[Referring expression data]
>>

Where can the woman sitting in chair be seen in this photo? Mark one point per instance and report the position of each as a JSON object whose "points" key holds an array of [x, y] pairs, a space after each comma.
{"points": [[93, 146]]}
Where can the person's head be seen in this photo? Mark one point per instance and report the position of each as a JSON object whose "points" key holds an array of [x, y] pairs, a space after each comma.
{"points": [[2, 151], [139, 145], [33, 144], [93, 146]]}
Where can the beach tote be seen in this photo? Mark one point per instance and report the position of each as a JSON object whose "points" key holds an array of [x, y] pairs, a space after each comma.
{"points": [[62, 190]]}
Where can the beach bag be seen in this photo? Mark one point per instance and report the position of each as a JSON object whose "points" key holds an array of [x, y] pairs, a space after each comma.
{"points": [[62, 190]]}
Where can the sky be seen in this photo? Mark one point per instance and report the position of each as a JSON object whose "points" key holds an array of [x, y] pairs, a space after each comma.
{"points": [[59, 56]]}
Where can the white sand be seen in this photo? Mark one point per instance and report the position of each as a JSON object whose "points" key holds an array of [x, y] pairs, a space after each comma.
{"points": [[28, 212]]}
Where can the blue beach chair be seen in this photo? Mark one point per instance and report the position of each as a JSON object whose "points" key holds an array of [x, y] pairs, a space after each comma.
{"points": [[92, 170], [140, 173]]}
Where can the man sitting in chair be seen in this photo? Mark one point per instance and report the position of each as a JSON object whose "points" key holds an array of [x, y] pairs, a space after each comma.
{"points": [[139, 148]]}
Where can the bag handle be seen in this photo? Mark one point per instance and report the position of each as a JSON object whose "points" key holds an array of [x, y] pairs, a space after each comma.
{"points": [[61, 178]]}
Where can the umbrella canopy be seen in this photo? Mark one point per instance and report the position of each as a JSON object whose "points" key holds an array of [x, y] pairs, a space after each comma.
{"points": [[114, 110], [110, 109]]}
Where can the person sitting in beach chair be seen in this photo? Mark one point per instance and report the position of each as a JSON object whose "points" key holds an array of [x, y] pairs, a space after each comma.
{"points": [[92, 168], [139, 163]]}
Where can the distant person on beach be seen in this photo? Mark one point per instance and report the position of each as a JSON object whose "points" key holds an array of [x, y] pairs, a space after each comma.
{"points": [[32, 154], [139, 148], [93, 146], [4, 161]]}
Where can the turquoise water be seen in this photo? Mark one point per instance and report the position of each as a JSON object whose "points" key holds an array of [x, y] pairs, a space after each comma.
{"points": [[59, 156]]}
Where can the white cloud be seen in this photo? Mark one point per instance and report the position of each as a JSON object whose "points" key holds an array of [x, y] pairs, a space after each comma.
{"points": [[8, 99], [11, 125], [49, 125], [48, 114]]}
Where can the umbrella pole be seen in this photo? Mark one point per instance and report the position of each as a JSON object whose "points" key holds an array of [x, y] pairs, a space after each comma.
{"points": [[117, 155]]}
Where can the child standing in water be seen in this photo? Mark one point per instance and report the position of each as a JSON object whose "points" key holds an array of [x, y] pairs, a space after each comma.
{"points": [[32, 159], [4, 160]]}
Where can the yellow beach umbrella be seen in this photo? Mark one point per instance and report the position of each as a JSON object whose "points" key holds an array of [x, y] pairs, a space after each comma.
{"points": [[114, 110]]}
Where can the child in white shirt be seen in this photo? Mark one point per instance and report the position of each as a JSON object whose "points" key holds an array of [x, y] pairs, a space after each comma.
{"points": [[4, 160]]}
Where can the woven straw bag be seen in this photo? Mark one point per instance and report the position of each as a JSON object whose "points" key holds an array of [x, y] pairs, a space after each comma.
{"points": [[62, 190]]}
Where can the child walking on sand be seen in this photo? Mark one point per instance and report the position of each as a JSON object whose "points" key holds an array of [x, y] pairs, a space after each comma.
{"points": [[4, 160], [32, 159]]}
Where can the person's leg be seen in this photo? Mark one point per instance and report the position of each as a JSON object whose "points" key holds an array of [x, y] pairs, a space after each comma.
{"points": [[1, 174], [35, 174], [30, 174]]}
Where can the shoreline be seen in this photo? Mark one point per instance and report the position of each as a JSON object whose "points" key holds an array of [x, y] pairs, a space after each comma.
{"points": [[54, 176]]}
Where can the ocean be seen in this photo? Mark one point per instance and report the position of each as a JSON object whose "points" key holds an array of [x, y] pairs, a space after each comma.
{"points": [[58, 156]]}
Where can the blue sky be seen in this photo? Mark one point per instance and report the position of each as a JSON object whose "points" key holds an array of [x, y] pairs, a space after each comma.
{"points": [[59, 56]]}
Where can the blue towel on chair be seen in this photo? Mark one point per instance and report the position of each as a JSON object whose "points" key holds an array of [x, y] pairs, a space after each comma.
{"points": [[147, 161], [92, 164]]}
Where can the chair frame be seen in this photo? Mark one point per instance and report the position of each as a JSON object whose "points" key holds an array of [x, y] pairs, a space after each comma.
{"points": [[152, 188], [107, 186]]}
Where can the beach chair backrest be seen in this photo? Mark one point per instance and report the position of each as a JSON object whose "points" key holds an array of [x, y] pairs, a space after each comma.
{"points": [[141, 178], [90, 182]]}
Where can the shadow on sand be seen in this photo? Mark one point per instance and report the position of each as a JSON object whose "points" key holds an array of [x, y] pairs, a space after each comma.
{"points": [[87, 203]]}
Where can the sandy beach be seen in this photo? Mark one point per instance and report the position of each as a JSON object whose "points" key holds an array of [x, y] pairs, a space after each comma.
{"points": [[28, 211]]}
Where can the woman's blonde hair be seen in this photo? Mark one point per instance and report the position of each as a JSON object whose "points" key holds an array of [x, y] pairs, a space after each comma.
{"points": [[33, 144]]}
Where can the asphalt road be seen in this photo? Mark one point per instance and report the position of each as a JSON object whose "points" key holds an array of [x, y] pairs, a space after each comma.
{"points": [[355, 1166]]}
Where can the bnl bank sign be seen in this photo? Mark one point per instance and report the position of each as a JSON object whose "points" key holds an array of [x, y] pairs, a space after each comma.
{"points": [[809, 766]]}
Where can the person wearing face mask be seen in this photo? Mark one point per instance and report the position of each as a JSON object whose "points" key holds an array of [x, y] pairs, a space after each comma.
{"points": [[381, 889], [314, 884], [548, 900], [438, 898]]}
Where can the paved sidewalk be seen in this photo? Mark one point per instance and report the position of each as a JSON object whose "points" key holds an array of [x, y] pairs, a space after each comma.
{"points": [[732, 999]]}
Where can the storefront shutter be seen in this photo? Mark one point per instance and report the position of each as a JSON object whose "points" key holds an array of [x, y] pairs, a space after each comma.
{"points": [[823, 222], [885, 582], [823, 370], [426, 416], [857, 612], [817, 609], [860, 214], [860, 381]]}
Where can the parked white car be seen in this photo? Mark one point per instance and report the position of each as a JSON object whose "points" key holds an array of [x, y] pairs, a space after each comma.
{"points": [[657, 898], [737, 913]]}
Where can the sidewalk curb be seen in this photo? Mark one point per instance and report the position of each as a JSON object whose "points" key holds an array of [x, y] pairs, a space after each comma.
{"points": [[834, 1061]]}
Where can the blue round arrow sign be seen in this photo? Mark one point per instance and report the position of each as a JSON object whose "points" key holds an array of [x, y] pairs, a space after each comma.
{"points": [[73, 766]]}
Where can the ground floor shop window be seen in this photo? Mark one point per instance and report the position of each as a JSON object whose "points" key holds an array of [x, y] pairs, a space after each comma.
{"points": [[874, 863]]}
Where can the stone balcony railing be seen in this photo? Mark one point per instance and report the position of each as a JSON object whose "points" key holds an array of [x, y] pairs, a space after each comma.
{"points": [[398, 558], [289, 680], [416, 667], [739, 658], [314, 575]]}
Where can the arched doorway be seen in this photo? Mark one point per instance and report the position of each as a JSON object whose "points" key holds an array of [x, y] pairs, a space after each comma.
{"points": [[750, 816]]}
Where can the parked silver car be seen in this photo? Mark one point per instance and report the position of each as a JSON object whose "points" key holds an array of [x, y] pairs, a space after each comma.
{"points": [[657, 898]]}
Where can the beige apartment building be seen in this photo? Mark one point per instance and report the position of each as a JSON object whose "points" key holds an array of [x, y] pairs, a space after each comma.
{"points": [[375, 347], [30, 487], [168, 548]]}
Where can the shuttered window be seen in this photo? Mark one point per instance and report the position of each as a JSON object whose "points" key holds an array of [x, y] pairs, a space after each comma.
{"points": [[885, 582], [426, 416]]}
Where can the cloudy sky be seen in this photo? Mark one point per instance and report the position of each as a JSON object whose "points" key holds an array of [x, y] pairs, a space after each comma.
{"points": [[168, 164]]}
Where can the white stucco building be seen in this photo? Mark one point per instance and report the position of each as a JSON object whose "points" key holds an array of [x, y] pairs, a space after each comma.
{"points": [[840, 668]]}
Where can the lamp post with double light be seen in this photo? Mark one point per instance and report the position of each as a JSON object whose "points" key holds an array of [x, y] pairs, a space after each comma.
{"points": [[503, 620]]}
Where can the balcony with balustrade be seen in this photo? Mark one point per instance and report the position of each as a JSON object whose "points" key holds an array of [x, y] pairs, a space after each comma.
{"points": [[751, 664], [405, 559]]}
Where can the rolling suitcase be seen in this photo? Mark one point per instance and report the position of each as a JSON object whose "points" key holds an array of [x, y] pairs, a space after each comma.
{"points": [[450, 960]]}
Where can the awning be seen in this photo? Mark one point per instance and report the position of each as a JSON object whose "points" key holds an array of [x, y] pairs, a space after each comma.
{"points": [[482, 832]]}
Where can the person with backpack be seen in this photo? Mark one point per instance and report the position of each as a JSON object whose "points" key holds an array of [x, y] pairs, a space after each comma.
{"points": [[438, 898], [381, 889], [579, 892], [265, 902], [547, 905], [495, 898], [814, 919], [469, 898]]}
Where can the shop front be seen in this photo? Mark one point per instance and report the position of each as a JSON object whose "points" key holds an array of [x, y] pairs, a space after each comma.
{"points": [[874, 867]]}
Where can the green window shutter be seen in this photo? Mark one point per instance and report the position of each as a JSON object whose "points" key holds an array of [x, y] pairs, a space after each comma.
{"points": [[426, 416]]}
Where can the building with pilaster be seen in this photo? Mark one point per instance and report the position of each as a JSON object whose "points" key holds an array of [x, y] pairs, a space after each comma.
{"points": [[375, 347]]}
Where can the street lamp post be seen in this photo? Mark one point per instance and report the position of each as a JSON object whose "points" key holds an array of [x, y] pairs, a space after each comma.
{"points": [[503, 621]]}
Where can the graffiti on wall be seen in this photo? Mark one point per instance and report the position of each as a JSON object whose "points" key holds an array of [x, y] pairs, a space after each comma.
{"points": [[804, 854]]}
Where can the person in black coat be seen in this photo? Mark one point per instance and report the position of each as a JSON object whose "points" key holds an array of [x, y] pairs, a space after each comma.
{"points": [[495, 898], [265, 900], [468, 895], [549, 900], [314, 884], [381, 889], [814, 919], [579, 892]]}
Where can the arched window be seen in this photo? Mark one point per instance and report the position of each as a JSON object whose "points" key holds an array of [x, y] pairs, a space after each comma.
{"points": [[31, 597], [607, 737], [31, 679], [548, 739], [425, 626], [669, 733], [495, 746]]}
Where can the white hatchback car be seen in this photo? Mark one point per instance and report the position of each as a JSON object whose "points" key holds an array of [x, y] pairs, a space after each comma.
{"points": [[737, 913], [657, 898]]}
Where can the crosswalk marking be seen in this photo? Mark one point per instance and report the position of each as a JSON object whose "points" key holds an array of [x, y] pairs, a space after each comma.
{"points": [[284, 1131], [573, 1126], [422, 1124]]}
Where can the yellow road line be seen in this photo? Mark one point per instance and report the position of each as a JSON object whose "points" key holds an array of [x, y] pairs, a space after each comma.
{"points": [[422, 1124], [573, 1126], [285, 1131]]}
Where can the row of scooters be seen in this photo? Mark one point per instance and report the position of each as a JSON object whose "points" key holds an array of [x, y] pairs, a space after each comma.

<<

Problem description: Starting at the line that contains "Where can the crosswalk", copy each line through the last one in the records, exactly, and output nothing else.

Answer for the task:
Where can the crosswalk marking be seen in this photo? Mark one point per instance and report the position of each as a JSON object whose "points" key holds an array of [x, y] pairs, a space after each comma.
{"points": [[284, 1131], [573, 1126], [422, 1124]]}
Where can the yellow road line be seen in this photo? Mark one point per instance and report the position of each as a JSON object whose "points" key holds an array of [x, y] pairs, a space after each comma.
{"points": [[422, 1124], [573, 1126], [285, 1131]]}
Where can the row of scooters be seen in this photo? Mark one point per instance and report the position of each as a JSON object whose "points" key holds an array of [x, y] pairs, a space after each comma.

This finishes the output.